SET PROBLEM ▸ Reproduce every item below with "mask" substituted by "segmentation mask" wherever it occurs, all other text unchanged, and omit the pictures.
* start DATA FOR THE TASK *
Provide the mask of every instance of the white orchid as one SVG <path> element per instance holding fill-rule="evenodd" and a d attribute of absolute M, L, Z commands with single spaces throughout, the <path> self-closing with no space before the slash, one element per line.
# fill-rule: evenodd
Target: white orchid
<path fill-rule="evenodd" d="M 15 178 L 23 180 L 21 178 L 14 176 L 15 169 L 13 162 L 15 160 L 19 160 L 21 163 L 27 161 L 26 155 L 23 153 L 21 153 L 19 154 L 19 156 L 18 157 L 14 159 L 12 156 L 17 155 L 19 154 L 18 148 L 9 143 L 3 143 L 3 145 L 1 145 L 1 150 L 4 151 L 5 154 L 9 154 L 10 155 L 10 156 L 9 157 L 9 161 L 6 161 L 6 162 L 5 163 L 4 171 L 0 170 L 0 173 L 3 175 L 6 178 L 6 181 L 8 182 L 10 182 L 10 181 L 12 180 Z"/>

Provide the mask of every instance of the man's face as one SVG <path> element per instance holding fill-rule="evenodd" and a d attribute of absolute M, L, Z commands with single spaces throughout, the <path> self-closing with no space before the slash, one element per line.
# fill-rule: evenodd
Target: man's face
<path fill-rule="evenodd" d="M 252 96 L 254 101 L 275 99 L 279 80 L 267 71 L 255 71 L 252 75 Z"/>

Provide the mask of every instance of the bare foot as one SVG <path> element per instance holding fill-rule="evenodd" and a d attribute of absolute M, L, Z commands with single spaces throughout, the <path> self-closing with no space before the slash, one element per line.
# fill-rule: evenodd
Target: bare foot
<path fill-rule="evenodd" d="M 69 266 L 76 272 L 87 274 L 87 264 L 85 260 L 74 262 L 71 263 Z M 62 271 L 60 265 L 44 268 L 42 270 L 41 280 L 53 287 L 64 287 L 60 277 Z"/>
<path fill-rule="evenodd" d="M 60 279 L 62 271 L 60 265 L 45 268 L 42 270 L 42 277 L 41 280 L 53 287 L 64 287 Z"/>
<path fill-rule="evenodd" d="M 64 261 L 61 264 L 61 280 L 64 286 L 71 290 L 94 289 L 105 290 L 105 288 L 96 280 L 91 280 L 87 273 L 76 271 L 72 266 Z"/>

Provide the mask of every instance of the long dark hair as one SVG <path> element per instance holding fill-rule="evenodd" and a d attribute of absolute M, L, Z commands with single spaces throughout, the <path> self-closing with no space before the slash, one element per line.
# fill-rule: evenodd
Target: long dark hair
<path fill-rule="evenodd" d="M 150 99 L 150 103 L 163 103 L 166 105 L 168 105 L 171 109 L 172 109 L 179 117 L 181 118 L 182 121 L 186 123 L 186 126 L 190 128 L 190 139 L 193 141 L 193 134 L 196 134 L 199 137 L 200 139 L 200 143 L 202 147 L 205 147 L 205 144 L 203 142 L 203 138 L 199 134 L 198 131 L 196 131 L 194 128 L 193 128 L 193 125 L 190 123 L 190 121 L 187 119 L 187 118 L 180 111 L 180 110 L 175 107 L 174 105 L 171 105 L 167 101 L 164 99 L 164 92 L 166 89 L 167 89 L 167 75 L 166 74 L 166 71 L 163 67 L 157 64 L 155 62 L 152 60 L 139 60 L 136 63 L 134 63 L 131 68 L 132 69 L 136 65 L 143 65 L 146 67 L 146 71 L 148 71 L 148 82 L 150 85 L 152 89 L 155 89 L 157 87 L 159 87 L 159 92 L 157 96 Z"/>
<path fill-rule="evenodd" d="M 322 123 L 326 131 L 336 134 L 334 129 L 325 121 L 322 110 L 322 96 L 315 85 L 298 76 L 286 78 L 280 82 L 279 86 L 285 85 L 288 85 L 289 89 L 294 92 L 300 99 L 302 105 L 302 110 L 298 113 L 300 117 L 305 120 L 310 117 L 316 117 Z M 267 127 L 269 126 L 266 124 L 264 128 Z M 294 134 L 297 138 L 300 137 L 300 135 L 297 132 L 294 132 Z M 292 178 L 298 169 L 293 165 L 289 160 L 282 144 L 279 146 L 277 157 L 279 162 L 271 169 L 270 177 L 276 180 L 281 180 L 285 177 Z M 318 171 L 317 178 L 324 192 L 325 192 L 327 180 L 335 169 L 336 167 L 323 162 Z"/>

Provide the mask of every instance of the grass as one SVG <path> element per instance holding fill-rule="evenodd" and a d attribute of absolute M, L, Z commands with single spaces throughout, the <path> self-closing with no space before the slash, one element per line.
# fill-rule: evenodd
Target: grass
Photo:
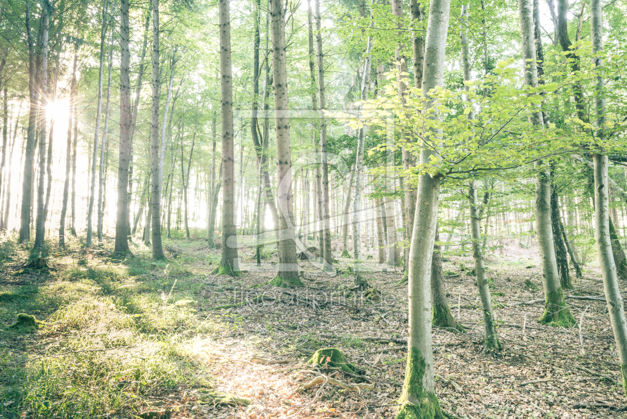
<path fill-rule="evenodd" d="M 0 260 L 25 262 L 11 239 L 0 242 Z M 48 249 L 56 271 L 18 278 L 51 281 L 0 289 L 4 325 L 18 313 L 42 320 L 34 334 L 0 327 L 0 417 L 132 417 L 169 389 L 212 388 L 196 337 L 235 325 L 199 315 L 202 284 L 187 264 L 155 263 L 137 249 L 121 263 Z"/>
* end DATA FOR THE TASK *
RESPONSE FOR THIS EXERCISE ▸
Provide the segmentation mask of every instance of the white orchid as one SVG <path> element per instance holding fill-rule="evenodd" and a d attribute of absolute M, L, Z commands with single spaces throughout, the <path> self-closing with no space before the slash, one element per line.
# fill-rule: evenodd
Target: white orchid
<path fill-rule="evenodd" d="M 15 178 L 23 180 L 21 178 L 14 176 L 15 169 L 13 162 L 15 160 L 19 160 L 21 163 L 27 161 L 26 155 L 23 153 L 21 153 L 19 154 L 19 156 L 18 157 L 14 159 L 12 156 L 17 155 L 19 154 L 18 148 L 9 143 L 3 143 L 3 145 L 1 145 L 1 150 L 4 151 L 5 154 L 9 154 L 10 155 L 10 156 L 9 157 L 9 161 L 6 161 L 6 162 L 5 163 L 4 171 L 0 170 L 0 173 L 3 175 L 6 178 L 6 181 L 8 182 L 10 182 L 10 181 L 12 180 Z"/>

Provide the segmentation mask of every instance of the man's face as one SVG <path> element per instance holding fill-rule="evenodd" and a d attribute of absolute M, L, Z commands with single spaces throughout, the <path> self-closing with no space before the slash, one element per line.
# fill-rule: evenodd
Target: man's face
<path fill-rule="evenodd" d="M 252 96 L 254 101 L 275 99 L 279 80 L 267 71 L 255 71 L 252 75 Z"/>

Provide the segmentation mask of every instance of the bare foot as one SVG <path> element per instance holding fill-rule="evenodd" and a d attribute of absolute M, L, Z commands with single spaces throughout, the <path> self-closing with no space before the slash, one element per line.
# fill-rule: evenodd
Target: bare foot
<path fill-rule="evenodd" d="M 69 266 L 76 272 L 87 274 L 87 264 L 85 260 L 74 262 L 71 263 Z M 62 271 L 60 265 L 44 268 L 42 270 L 41 280 L 53 287 L 64 287 L 60 277 Z"/>
<path fill-rule="evenodd" d="M 60 279 L 62 271 L 60 265 L 45 268 L 42 270 L 42 277 L 41 280 L 53 287 L 64 287 Z"/>
<path fill-rule="evenodd" d="M 64 261 L 61 264 L 61 280 L 64 286 L 71 290 L 94 289 L 105 290 L 105 288 L 96 280 L 91 280 L 87 273 L 76 271 L 72 266 Z"/>

Provide the segmentation mask of every instance of the long dark hair as one SVG <path> element per instance holding fill-rule="evenodd" and a d attribute of absolute M, L, Z commands with single spaces throughout, the <path> self-closing with no space before the slash, one element per line.
# fill-rule: evenodd
Target: long dark hair
<path fill-rule="evenodd" d="M 150 99 L 150 103 L 163 103 L 166 105 L 168 105 L 171 109 L 172 109 L 179 117 L 181 118 L 182 121 L 186 123 L 186 126 L 190 128 L 190 139 L 193 141 L 193 134 L 196 134 L 199 137 L 200 139 L 200 143 L 202 147 L 205 147 L 205 144 L 203 142 L 203 138 L 199 134 L 198 131 L 196 131 L 194 128 L 193 128 L 193 125 L 190 123 L 190 121 L 187 119 L 187 118 L 180 111 L 180 110 L 175 107 L 174 105 L 171 105 L 167 101 L 164 99 L 164 92 L 166 89 L 167 89 L 167 75 L 166 74 L 166 71 L 163 67 L 157 64 L 155 62 L 152 60 L 139 60 L 136 63 L 134 63 L 131 68 L 132 69 L 136 65 L 143 65 L 146 67 L 146 71 L 148 71 L 148 82 L 150 85 L 152 89 L 155 89 L 157 87 L 159 87 L 159 92 L 157 96 Z"/>
<path fill-rule="evenodd" d="M 322 123 L 326 131 L 336 134 L 334 129 L 325 121 L 322 110 L 322 96 L 315 85 L 298 76 L 286 78 L 280 82 L 279 86 L 285 85 L 288 85 L 289 89 L 294 92 L 300 99 L 302 105 L 302 110 L 298 113 L 300 117 L 305 120 L 310 117 L 316 117 Z M 267 127 L 269 126 L 266 124 L 264 128 Z M 294 134 L 297 138 L 300 137 L 300 135 L 297 132 L 294 132 Z M 292 178 L 298 169 L 293 165 L 289 160 L 282 144 L 279 146 L 277 157 L 279 162 L 271 169 L 270 177 L 276 180 L 281 180 L 285 177 Z M 318 171 L 317 178 L 324 192 L 325 192 L 327 180 L 335 169 L 336 167 L 323 162 Z"/>

Provide the segmentation mask of every instance of the grass as one SVG <path> element per instance holding fill-rule="evenodd" and a d attribute of absolute M, L, Z commands with single spaces throughout, the <path> self-closing with no space before the slash, one element per line.
# fill-rule: evenodd
Target: grass
Photo:
<path fill-rule="evenodd" d="M 0 260 L 25 262 L 11 239 L 0 242 Z M 48 249 L 56 271 L 18 278 L 51 281 L 0 289 L 4 325 L 18 313 L 42 320 L 34 334 L 0 327 L 0 417 L 132 417 L 169 389 L 212 388 L 196 337 L 235 325 L 199 315 L 202 284 L 187 264 L 155 263 L 137 249 L 121 263 Z"/>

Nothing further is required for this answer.